═════ Data supplied

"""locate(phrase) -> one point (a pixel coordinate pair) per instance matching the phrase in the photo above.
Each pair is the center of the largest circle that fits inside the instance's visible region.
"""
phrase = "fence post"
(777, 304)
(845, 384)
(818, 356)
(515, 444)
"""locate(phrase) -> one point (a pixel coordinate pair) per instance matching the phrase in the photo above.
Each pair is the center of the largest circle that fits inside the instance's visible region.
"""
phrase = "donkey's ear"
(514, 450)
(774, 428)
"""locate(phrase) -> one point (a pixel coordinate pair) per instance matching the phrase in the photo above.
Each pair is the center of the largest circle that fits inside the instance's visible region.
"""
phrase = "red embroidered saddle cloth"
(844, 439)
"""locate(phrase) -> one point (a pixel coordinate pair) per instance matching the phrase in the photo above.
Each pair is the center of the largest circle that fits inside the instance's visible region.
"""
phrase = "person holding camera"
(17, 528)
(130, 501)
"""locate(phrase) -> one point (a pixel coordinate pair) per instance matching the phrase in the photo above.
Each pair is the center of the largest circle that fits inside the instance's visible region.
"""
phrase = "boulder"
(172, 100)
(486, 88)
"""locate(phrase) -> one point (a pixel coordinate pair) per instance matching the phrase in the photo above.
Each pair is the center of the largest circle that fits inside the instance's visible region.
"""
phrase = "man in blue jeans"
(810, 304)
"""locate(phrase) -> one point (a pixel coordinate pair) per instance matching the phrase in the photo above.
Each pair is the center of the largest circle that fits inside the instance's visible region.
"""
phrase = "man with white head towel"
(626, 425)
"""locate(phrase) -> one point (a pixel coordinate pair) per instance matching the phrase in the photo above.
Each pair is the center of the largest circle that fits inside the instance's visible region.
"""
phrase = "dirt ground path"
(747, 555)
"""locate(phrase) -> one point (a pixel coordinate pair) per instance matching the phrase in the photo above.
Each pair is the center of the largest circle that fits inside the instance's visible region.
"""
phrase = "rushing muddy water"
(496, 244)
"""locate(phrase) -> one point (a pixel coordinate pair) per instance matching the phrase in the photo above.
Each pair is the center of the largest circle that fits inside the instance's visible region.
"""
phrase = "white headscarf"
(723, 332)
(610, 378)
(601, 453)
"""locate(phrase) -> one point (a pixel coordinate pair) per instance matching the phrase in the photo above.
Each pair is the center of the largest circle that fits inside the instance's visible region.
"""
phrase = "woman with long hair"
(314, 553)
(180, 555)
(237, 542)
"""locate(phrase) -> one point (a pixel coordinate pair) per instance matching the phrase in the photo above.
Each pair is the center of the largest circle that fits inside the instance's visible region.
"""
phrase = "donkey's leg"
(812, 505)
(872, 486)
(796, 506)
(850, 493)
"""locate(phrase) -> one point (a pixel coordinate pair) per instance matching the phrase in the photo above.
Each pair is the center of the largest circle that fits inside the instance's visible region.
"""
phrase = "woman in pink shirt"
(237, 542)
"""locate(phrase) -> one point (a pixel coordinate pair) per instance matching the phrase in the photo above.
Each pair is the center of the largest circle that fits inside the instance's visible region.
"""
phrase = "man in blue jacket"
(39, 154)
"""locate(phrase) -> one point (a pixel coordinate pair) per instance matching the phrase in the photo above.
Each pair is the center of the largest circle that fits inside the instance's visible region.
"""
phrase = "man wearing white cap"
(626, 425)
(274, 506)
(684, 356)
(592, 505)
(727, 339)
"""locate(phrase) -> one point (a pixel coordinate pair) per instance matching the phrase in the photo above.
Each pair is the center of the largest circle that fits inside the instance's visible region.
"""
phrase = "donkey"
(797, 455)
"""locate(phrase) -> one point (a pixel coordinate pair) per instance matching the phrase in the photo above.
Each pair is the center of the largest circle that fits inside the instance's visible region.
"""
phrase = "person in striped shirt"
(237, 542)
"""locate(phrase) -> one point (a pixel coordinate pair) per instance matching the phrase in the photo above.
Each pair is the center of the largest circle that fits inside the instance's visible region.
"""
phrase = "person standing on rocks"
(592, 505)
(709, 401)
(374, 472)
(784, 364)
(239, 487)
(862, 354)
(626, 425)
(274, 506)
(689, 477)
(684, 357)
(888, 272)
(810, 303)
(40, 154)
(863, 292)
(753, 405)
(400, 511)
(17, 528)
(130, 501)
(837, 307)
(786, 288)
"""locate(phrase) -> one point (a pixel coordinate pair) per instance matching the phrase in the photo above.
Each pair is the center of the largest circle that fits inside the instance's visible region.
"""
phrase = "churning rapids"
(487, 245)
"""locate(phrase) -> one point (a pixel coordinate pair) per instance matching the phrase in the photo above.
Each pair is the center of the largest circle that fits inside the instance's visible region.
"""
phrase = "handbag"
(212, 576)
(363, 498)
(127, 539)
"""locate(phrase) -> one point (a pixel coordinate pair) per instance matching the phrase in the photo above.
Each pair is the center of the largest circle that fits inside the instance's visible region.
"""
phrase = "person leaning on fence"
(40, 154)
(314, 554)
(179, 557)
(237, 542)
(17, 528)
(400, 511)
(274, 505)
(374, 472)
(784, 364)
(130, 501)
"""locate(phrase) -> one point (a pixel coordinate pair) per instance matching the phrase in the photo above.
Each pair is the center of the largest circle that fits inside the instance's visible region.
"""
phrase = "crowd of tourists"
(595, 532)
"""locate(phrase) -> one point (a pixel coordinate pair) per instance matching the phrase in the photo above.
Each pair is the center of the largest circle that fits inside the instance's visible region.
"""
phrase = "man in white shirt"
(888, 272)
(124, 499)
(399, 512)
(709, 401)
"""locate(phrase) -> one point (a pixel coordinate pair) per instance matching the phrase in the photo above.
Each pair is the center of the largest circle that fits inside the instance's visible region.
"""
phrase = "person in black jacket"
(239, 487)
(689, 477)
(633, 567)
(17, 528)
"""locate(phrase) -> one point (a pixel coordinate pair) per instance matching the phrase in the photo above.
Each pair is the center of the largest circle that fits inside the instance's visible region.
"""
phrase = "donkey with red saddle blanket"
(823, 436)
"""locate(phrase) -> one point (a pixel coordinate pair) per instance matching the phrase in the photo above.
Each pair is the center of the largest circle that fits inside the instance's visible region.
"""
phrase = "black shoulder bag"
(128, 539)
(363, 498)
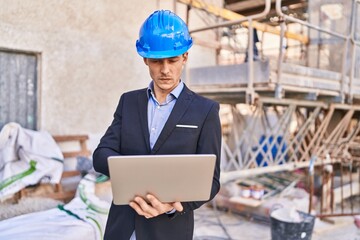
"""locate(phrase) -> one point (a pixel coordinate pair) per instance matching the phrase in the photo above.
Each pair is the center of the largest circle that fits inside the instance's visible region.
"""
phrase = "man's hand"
(154, 207)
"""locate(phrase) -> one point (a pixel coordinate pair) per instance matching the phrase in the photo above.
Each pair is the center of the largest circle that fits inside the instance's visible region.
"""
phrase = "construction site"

══════════

* Short exercise
Repeat verbatim all the material, but not the pictures.

* Correct answer
"""locate(phrase) -> one point (a pixel coordinate pair) per instance matching the phrase in the photo above.
Each pair is the center of the largest circle that fits inside the instance's visible region.
"""
phrase = "fence post"
(777, 304)
(845, 384)
(818, 356)
(515, 444)
"""locate(phrase) -> one point (a pixel coordinate pair) per instance matching the phrase in the photo above.
Each pair is the center of the largest circle that fits inside the instance's visible region.
"""
phrase = "donkey's ear"
(514, 450)
(774, 428)
"""locate(phrase) -> one point (a pixel coordinate pair) per instance matching the phrase in the photo above.
Each pair is the center of the largest circle that fits inside the instance's visible region.
"""
phrase = "red embroidered saddle cloth"
(844, 439)
"""locate(phrase) -> one point (a pixel coordinate pair) per instance matching the phrase in the photo above.
Each pair is the center of the largest circle that fits inside the instance's visible region.
"""
phrase = "person holding camera"
(17, 528)
(130, 501)
"""locate(phrase) -> one point (a pixel coordinate pair) per instance matching the phrase in the photo above.
Each pair is the center of the largest circle that fits inside the instance's visible region.
"""
phrase = "boulder"
(172, 100)
(486, 88)
"""locate(phrase) -> one point (a pixel coordinate pair) per instance matching the phrase in the photo above.
Each pair is the center of the largest circle that fits inside the instance's visible region.
"""
phrase = "man in blue jeans"
(810, 304)
"""locate(phrase) -> one point (a pixel coordinate pair) per instance matching the phrase in the photo above.
Each pair is the center of the largest circle that fits inside the instance's visible region.
"""
phrase = "man with white head towel"
(626, 425)
"""locate(phrase) -> one point (a pixel coordinate pair) per instance matching the phrase in the photo above.
Each pair is the center of the largest circle that fits inside the instance's visible region.
"""
phrase = "dirt ground path"
(747, 555)
"""locate(phrase) -> one point (a pixel coordinate pair) per instance matching the phrase in the photo above.
Each pair is the center of the largest circle that fits inside the instance's visible region.
"""
phrase = "rushing muddy water"
(496, 244)
"""locate(phrase) -> one point (a pixel coordinate pair) per instance matching the phrase in the photo above.
Each pair is the center of the largest circle that fits inside the instance's visible region.
"""
phrase = "white headscarf"
(723, 332)
(610, 378)
(601, 453)
"""locate(phrase) -> one point (a pixel coordinate pair) per instance matching the phrase in the photo above.
Each pair is the center of the largest circle that fits inside the instance's visible region.
"""
phrase = "woman with long hair"
(314, 553)
(180, 555)
(237, 542)
"""locate(phrase) -> one point (a pixel coordinate pair) per instance matching the phrase in the photo above.
Each pair is the center of the largest circle that fits inside the instance's visible region.
"""
phrase = "donkey's leg"
(812, 505)
(872, 486)
(796, 506)
(850, 493)
"""locate(phrase) -> one point (a pixel coordinate pair) per instance matching the phrase in the photo above.
Each pair is the center of the largest circle that fits inside the instance's visible region.
"""
phrase = "woman in pink shirt"
(237, 542)
"""locate(phrase) -> one point (a pixel coordinate pair) per instance matching the phrase in the photo above.
Each pair is the center of the largest circle that fits inside the instance's visible region.
"""
phrase = "man in blue jacket"
(39, 154)
"""locate(phrase) -> one point (a pixel coordinate pair) per instance matching the phrase in the photo above.
Each pair is the center of the largest circle that fits inside the instance's visible region.
"""
phrase = "man wearing white cap"
(626, 425)
(274, 506)
(684, 356)
(592, 505)
(727, 339)
"""locate(phrase) -> one point (a pixel coordinate pair) per instance matching the phrase in the photo above.
Each pair is the center of the largest circle that fits inside the instance's visible region.
"""
phrase = "donkey"
(797, 455)
"""locate(phrase) -> one point (a pixel coordinate pair) per instance matching the phrase in the photo above.
Each pair is the center of the largest circle that fits inside the instance's visible region.
"""
phrase = "person in striped shirt"
(237, 542)
"""locate(phrase) -> one point (a pixel coordinate pair) per instance matching the phrase in the photo above.
Each pair is the center of the largest circle that fits inside the instance's visible region.
"""
phrase = "person standing on rocks"
(592, 505)
(709, 401)
(374, 472)
(784, 364)
(239, 487)
(862, 354)
(626, 425)
(274, 506)
(689, 477)
(684, 357)
(888, 272)
(810, 303)
(40, 154)
(863, 292)
(753, 405)
(400, 511)
(17, 528)
(130, 501)
(837, 307)
(786, 288)
"""locate(phrase) -> one point (a pixel coordinate pair) per instance matching the phrase in the photo above.
Each pair is the center of the largest circle that fits inside the instance's visible region.
"""
phrase = "churning rapids"
(487, 245)
"""locate(phrase) -> one point (a pixel coordinate pair) per instance matching the phrase in the photo above.
Each pair is the center of the largest circle that fits inside the instance's visible region.
"""
phrase = "handbag"
(212, 576)
(363, 498)
(127, 539)
"""locate(phrase) -> one point (a pixel coordinate pair) per instance matching the phrase in the photo above.
Each pair is the center of the largest circle that fits inside the instance's visible region.
"""
phrase = "person leaning on fence"
(40, 154)
(314, 554)
(179, 557)
(237, 542)
(17, 528)
(400, 511)
(274, 505)
(374, 472)
(784, 364)
(130, 501)
"""locate(phrase) -> one point (a pixel coordinate pair) per instance matching the phrase in the photo above.
Each pair is the center of the largest circle that fits inside the instance's visible region.
"""
phrase = "crowd of tourists"
(595, 532)
"""locate(phrase) -> one point (a pixel coordinate pair) per instance matching the phrase in the photo above.
Each pair is the center of the largest circle that fits inside the instance's visible region.
"""
phrase = "man in white shirt"
(888, 272)
(124, 499)
(399, 512)
(709, 401)
"""locate(phrase) -> one point (a pixel coordinate pair) per instance matching the phrase in the photo above.
Each pair is the center of the largest circle that fits inside the instance's visible region.
"""
phrase = "person in black jacket"
(239, 487)
(689, 477)
(633, 567)
(17, 528)
"""locate(phrase) -> one point (a pixel coordinate pair) per instance matching the phrase in the photo above.
Each pair is the center of the largest circle that fits inside the instance's visible region.
"""
phrase = "donkey with red saddle blanket"
(823, 436)
"""locate(phrase) -> one point (a pixel coordinate pair) per instance matching the phrase in the photo above.
Each pair is the center of the largest circle that fits inside the instance's visible region.
"""
phrase = "black shoulder bag"
(128, 539)
(363, 498)
"""locate(phrase) -> one point (a pixel coordinate pair) per instance matching the phrase in the photo above.
Each pair is the center of the largest circle that fits inside the instance's visible region.
"""
phrase = "man's hand"
(154, 207)
"""locate(phrase) -> one point (a pixel coordinate pair) per instance matching the phrase in the photo above.
Each pair is the center of the largest circle that fits inside the instance's visible region.
"""
phrase = "construction site"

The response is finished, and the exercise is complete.